* _WRITTEN EXERCISE_
Output each of the rows below as a numbered list, with any blank lines omitted.

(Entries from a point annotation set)
**********
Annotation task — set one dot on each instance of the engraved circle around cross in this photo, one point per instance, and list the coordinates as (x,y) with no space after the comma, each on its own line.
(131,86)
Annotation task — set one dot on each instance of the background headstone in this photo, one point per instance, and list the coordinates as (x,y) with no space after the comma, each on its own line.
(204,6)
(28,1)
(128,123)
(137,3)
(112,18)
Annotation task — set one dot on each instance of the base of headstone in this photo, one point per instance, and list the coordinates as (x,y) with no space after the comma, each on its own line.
**********
* _TASK SOLUTION_
1. Annotation task — set one dot on each instance of the engraved circle around cross in this photo, one point per instance, and list the coordinates as (x,y) with no space after the comma, each on its own line.
2. (131,86)
3. Annotation task — set one dot on each instance of the background headstone in this photo, one point per instance, and list the coordinates as (x,y) with no space after the comma, each on its own line.
4. (204,6)
5. (28,1)
6. (128,123)
7. (137,3)
8. (112,18)
9. Annotation task — set one dot on each instance of the base of headstone in this photo, one point per instance, and list the coordinates as (x,y) with no space after the comma, each on its own line.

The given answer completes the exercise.